_Assignment_
Set down the data again exactly. Pictures are not part of the copy.

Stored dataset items
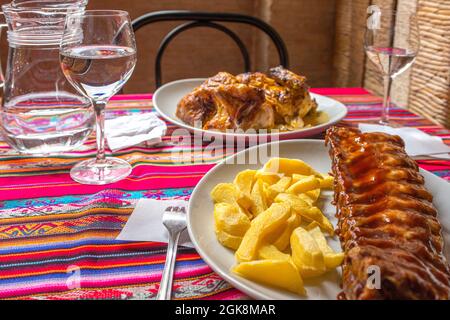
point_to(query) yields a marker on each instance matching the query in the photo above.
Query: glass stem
(99, 107)
(386, 99)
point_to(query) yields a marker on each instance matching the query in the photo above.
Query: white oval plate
(167, 97)
(314, 152)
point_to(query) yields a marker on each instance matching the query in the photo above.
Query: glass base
(92, 172)
(389, 123)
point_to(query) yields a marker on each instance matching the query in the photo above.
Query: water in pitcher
(46, 123)
(41, 112)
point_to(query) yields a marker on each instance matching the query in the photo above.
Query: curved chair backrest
(209, 19)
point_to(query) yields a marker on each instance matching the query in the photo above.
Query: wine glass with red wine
(391, 43)
(98, 56)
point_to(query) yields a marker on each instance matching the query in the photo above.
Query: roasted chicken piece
(279, 100)
(387, 223)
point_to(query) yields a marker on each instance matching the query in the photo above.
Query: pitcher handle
(2, 25)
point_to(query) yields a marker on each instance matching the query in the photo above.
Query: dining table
(58, 237)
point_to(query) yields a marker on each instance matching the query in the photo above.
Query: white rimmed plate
(220, 259)
(166, 98)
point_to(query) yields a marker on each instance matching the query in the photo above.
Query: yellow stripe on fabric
(64, 216)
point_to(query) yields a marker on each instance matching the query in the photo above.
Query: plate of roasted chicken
(348, 217)
(277, 103)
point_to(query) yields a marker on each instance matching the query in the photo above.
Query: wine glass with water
(391, 43)
(98, 56)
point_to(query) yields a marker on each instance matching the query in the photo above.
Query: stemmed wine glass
(98, 56)
(389, 49)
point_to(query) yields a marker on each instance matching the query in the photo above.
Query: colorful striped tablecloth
(57, 236)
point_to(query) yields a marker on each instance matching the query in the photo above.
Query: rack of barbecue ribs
(278, 100)
(387, 223)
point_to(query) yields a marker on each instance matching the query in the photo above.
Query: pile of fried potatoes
(270, 218)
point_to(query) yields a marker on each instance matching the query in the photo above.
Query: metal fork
(175, 223)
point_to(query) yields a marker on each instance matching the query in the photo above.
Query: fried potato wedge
(267, 222)
(229, 193)
(306, 254)
(270, 252)
(304, 185)
(288, 166)
(258, 197)
(228, 240)
(229, 218)
(244, 181)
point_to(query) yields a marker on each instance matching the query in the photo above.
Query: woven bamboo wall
(430, 77)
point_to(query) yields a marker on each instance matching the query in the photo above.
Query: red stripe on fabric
(61, 184)
(339, 91)
(122, 247)
(139, 96)
(77, 189)
(98, 262)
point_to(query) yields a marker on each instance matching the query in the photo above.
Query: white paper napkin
(145, 222)
(130, 130)
(417, 142)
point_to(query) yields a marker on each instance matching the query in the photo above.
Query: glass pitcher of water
(41, 113)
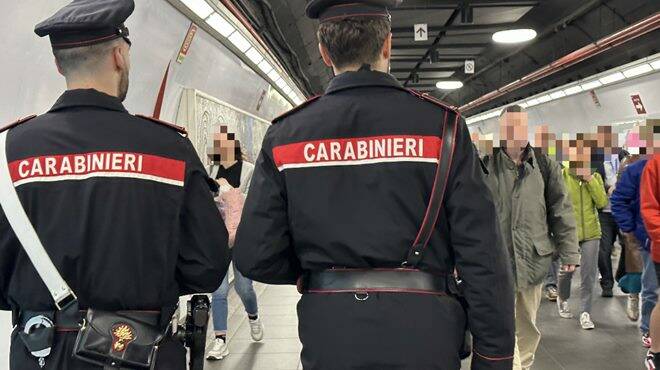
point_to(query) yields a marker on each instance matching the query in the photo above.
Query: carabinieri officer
(337, 199)
(121, 203)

_Answer_
point_to(query) yields a marker on each instance matching the query in the photo above.
Query: glass stem
(99, 107)
(386, 99)
point_to(query) yields a marker on each instance matching the query in the photo above.
Query: white oval plate
(167, 97)
(314, 152)
point_to(query) yields a marker on each instance matching the query in the photo above.
Query: glass base
(92, 172)
(389, 123)
point_to(query) yields a marker on each instance matching the query in the photo above.
Query: water in pitcher
(46, 123)
(41, 112)
point_to(query) yields a marker on each instance matching the query in the photo above.
Query: curved chair backrest
(209, 19)
point_to(query) yields a marker on each instance matching the query in the photo above.
Query: wine glass with red wine
(391, 43)
(98, 56)
point_to(query) yields a marker on each instance matching the query in the photo above.
Query: roasted chicken piece
(279, 100)
(387, 223)
point_to(query) yields a marker on each instance matching the query in the photo above.
Query: pitcher handle
(2, 25)
point_to(query) yields a marker on each instance matching the query in the photo above.
Query: dining table
(58, 237)
point_to(query) yields a marker on each instance matching the query in the photo above.
Query: white rimmed plate
(220, 259)
(166, 98)
point_to(query) yields a marker on each instance matching the query in the photo above.
Query: yellow stripe on fabric
(64, 216)
point_to(query) yields a marker on each instance matching the query in the photo above.
Query: plate of roasted chicken
(348, 217)
(277, 103)
point_to(query) yields a marker on each instance matching the query in the photo above.
Query: wine glass with water
(391, 43)
(98, 56)
point_to(query) yields a marker on each instance matching the query in the photo above.
Query: stemmed wine glass
(98, 56)
(389, 49)
point_to(query) yields a marker on each instance matching the query in the photo above.
Query: colorful striped tablecloth
(57, 236)
point_to(query) yields a marker on each instance matching the query in the photo above.
Query: rack of barbecue ribs
(278, 100)
(387, 223)
point_to(query) yields a marker on each instance matching the query in the photo above.
Query: pile of fried potatoes
(270, 218)
point_to(query) yields a marker on each instance matching the query in the photo above.
Query: metal fork
(175, 223)
point_to(query) yields a marker on each instance matching the query in the photo above.
Query: fried potato wedge
(267, 222)
(229, 193)
(306, 254)
(270, 252)
(304, 185)
(288, 166)
(258, 197)
(228, 240)
(229, 218)
(244, 181)
point_to(query) yields a marker on each instance matching the query in the photo above.
Query: woven bamboo wall
(430, 77)
point_to(query) yields a marker on each instance matching the query in the photo above.
Query: red stripe on fabric
(61, 184)
(339, 91)
(122, 247)
(139, 96)
(77, 189)
(98, 262)
point_to(query) yields a marker on each instance matching the query in the photo above.
Query: white paper napkin
(145, 222)
(130, 130)
(417, 142)
point_to(query) yields a marker on each instance matching the query in the photo above.
Query: glass pitcher of water
(41, 113)
point_to(query) yields a marker on each instance matching the query in the photo above.
Query: carabinieri officer
(337, 199)
(121, 203)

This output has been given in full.